Zhiliang-Bai / Patho-DBiT

Patho-DBiT is a platform to spatially decode RNA Biology in archival FFPE tissues.
9 stars 1 forks source link
clinical-ffpe-tissue rna-biology spatial-omics whole-transcriptome

Patho-DBiT: Spatially exploring RNA biology in archival formalin-fixed paraffin-embedded (FFPE) tissues

Figure 1

1. Sequence alignment and generation of mRNA expression matrix

Libraries were sequenced on an Illumina NovaSeq 6000 Sequencing System with a paired-end 150bp read length.

Scripts are included in the "Sequence alignment" folder.

Patho-DBiT raw FASTQ file

Read 1: Contains the cDNA sequence

Read 2: Contains the spatial Barcode A, Barcode B and UMIs

Reformat FASTQ Read 2 file

The Read 2 sequence needs to be reformated to run ST Pipeline, as explained in the 'Reformat_Read2.md' file.

To reformat the Read 2, run 'FASTQ_process.sh'.

All raw Read 1 and reformatted Read 2 files can be downloaded from the NCBI Gene Expression Omnibus (GEO) under the accession number GSE274641

Run ST Pipeline

Run 'ST_Pipeline.sh' with Processed_R2.fastq.gz and Raw_R1.fastq.gz as inputs.

The pipeline requires a spatial barcode index file to decode spatial locations. Two files are provided in the folder: one for Patho-DBiT 50x50 datasets and another for the expanded 100x100 dataset.

The Mouse GRCm38-mm10 or human GRCh38 reference genome was used with STAR v2.7.7a.

Convert ENSEMBL ID to gene name

Run 'Convert_ENSEMBL_to_gene_name.sh' to annotate the matrix output from the ST pipeline.

2. Read mapping of non-coding RNA species

Scripts are included in the "Mapping of non-coding RNAs" folder.

Build reference genomic data of various non-coding RNA species

Run 'Build_GTF_Pipeline.sh' in the "GRCh38" or "mm39" folder to build the genomic reference for human or mouse.

Get expression profile of non-coding RNAs

Run 'count_ncRNAs.sh' in the "ncRNA types" folder.

3. Spatial alternative splicing analysis

Scripts are included in the "Spatial alternative splicing" folder. Run 'rMATS_pipeline.sh' with BAM file generated by 'ST_Pipeline.sh'.

The pipeline also requires the following input files: a GTF annotation file, a spatial barcode index file, a TSV file linking cluster IDs to spatial pixel positions, and a TSV file linking cluster IDs to region names.

4. Spatial adenosine-to-inosine (A-to-I) RNA editing analysis

Scripts are included in the "Spatial A-to-I RNA editing" folder. Run 'RNA_editing_pipeline.sh' with BAM file generated by 'ST_Pipeline.sh'.
★ ★ ★
[Your tasks]
a) According to the Patho-DBiT documentation, on what sequencing system and with what read length were the libraries sequenced?
b) Write the next portion of the Patho-DBiT documentation, starting immediately after its final sentence.
★ ★ ★
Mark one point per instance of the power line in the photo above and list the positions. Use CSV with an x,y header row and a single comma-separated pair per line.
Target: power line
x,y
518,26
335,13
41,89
★ ★ ★
[Answers in order]
a) They were sequenced on an Illumina NovaSeq 6000 Sequencing System with a paired-end 150bp read length.

b)
The pipeline also requires the following input files: a reference genome fasta file, a GTF annotation file, a reference RNA editing sites file, a TSV file linking cluster IDs to spatial pixel positions, and a TSV file linking cluster IDs to region names.

5. Spatial single nucleotide variant (SNV) analysis

Scripts are included in the "Spatial variant analysis" folder.

Map WGS data

Run 'BWAmap.sh' in the "pipeline" folder to perform whole-genome sequencing (WGS) data alignment and analysis.

Generate spatial SNV matrix

Run 'analyzeVariant.sh' in the "pipeline" folder to generate mutation-by-pixel expression matrix.

The pipeline also requires a CSV file containing cluster IDs linked to spatial pixel positions.

6. Spatial RNA splicing dynamics analysis

Scripts are included in the "Spatial RNA dynamics" folder. Run 'RNAdynamics.sh' with spliced and unspliced count matrices as input.

The pipeline also requires two input CSV files: one containing UMAP embeddings and another with cluster IDs, both linked to spatial pixel positions.

7. Inferring high-resolution tissue architecture using iStar

Super-resolved tissue architecture was generated by integrating the Patho-DBiT gene expression matrix with high-resolution histology using iStar

8. Spatial data visualization

Scripts are included in the "Spatial data visualization" folder.

Identifying useful pixels in tissue scanning images

Follow the steps listed in 'Image processing.md' for pixel identification, then run 'Pixel_identification.m' to generate a "position.txt" file containing the identified useful pixels from the image.

Unsupervised clustering analysis and data visualization

Perform spatial unsupervised clustering analysis by executing 'Patho-DBiT_Clustering.Rmd'.